**STATED PROBLEM**
Copy the material from its beginning through the line containing "xmin=66 ymin=21 xmax=80 ymax=68", substituting "feather" for "plume" and leaving everything else unchanged. Omit the pictures from your output.

------

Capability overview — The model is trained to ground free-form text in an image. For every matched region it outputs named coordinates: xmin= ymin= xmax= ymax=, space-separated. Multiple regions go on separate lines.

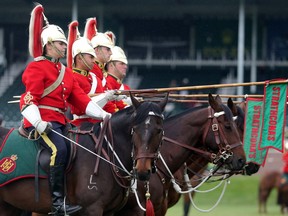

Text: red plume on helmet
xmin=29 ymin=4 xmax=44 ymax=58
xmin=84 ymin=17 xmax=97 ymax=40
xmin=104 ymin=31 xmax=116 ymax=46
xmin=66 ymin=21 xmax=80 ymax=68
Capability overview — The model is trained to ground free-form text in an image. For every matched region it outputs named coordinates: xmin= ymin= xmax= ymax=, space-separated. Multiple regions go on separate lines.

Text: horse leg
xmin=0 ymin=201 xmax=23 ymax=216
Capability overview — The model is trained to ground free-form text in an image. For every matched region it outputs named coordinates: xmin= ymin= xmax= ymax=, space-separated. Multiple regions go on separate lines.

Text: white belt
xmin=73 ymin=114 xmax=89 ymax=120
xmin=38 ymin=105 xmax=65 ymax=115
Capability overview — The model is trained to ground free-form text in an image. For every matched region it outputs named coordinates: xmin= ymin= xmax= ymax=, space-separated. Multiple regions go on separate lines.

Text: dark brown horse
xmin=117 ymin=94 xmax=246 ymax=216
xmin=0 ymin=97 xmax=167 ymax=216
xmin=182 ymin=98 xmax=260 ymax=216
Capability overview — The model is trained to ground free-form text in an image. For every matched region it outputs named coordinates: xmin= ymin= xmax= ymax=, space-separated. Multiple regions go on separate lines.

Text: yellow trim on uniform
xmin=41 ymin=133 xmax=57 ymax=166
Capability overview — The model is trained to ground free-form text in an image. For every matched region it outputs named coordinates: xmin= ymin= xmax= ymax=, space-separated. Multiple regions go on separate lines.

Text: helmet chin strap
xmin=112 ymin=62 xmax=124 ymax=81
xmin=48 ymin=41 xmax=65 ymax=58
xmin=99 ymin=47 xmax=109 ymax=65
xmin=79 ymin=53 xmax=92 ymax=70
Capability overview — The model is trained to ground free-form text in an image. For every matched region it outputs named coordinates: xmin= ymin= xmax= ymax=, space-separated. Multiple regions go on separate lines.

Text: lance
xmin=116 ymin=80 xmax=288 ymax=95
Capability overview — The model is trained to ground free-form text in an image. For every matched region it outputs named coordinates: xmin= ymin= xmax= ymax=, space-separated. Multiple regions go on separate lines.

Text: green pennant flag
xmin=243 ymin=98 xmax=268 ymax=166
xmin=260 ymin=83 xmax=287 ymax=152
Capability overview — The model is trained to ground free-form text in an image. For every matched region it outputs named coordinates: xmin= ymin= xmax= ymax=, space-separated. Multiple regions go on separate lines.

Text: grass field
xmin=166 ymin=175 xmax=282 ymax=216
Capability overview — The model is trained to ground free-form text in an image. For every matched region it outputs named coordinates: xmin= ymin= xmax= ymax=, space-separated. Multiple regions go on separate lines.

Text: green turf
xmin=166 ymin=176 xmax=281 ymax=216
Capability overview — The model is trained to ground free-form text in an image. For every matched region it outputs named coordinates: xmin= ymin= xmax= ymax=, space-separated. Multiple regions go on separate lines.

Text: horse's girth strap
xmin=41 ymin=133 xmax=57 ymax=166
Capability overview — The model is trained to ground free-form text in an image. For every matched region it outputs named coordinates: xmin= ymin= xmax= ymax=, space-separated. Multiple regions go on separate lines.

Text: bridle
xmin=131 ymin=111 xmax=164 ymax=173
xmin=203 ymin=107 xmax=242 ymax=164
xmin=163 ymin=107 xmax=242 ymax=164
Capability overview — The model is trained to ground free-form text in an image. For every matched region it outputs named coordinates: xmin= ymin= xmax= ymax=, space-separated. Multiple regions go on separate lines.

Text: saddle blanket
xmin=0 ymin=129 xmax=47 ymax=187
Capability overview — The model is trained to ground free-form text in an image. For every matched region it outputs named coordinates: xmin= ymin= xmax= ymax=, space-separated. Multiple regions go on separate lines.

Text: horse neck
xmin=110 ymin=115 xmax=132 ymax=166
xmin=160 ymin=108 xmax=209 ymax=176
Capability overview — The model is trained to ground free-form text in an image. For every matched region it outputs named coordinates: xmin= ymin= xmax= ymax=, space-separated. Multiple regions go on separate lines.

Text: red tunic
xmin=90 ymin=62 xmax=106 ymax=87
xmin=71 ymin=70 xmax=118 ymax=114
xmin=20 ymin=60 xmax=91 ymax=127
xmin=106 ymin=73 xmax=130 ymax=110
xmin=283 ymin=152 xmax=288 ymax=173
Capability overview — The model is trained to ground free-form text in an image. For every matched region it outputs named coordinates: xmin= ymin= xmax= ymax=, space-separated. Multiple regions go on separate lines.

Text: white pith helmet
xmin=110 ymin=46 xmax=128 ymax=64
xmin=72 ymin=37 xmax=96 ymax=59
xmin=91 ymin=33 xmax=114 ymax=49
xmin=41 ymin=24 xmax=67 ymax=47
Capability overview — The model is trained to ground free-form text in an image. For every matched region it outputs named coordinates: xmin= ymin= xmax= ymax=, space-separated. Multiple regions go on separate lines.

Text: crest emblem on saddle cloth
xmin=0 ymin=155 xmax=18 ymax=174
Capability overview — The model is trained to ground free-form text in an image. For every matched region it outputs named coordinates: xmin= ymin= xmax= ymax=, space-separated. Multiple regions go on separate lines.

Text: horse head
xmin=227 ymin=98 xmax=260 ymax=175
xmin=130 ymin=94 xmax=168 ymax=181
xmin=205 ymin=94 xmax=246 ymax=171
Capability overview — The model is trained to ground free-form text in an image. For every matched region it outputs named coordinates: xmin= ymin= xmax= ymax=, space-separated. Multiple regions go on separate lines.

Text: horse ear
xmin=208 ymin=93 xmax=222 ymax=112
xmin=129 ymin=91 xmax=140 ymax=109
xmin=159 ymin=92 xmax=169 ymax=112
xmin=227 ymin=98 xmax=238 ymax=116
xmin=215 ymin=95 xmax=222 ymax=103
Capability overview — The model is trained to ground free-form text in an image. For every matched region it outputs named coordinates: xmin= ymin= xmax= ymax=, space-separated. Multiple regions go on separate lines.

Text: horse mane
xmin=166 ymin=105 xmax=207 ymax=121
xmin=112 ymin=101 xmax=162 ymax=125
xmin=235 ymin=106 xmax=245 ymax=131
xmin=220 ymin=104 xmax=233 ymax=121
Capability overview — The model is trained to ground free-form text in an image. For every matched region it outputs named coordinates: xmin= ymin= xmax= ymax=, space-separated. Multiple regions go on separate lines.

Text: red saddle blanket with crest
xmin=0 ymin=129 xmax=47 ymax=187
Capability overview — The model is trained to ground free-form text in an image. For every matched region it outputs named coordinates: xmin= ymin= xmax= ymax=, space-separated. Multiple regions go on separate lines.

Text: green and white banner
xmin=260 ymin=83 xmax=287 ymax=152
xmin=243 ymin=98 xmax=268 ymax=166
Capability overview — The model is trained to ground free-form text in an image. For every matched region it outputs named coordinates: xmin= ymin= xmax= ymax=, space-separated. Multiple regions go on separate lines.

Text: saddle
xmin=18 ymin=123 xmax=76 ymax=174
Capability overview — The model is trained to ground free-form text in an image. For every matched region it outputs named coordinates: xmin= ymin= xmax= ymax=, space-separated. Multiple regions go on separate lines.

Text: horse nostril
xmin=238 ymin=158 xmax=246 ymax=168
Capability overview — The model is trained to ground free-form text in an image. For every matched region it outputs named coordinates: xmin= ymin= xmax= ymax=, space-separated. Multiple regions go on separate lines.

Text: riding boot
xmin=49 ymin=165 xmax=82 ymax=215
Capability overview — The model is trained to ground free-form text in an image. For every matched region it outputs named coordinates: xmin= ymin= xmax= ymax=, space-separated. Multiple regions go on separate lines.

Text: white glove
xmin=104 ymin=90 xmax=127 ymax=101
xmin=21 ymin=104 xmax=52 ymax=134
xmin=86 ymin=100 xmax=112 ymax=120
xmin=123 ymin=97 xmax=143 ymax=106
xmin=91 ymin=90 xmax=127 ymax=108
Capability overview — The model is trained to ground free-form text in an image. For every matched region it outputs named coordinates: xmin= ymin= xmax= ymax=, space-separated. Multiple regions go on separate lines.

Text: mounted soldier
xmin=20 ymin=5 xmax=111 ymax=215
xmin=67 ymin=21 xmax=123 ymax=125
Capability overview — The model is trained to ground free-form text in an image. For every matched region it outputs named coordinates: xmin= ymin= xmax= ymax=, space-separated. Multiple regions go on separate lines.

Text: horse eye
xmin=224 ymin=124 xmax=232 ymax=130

------

**RESULT OF THIS EXERCISE**
Capability overview — The model is trained to ground free-form text in an image. For every matched region it outputs named coordinates: xmin= ymin= xmax= ymax=, space-separated. Multiple regions go on separate lines.


Text: red feather on helmet
xmin=29 ymin=4 xmax=44 ymax=58
xmin=84 ymin=17 xmax=97 ymax=40
xmin=104 ymin=31 xmax=116 ymax=46
xmin=66 ymin=21 xmax=80 ymax=68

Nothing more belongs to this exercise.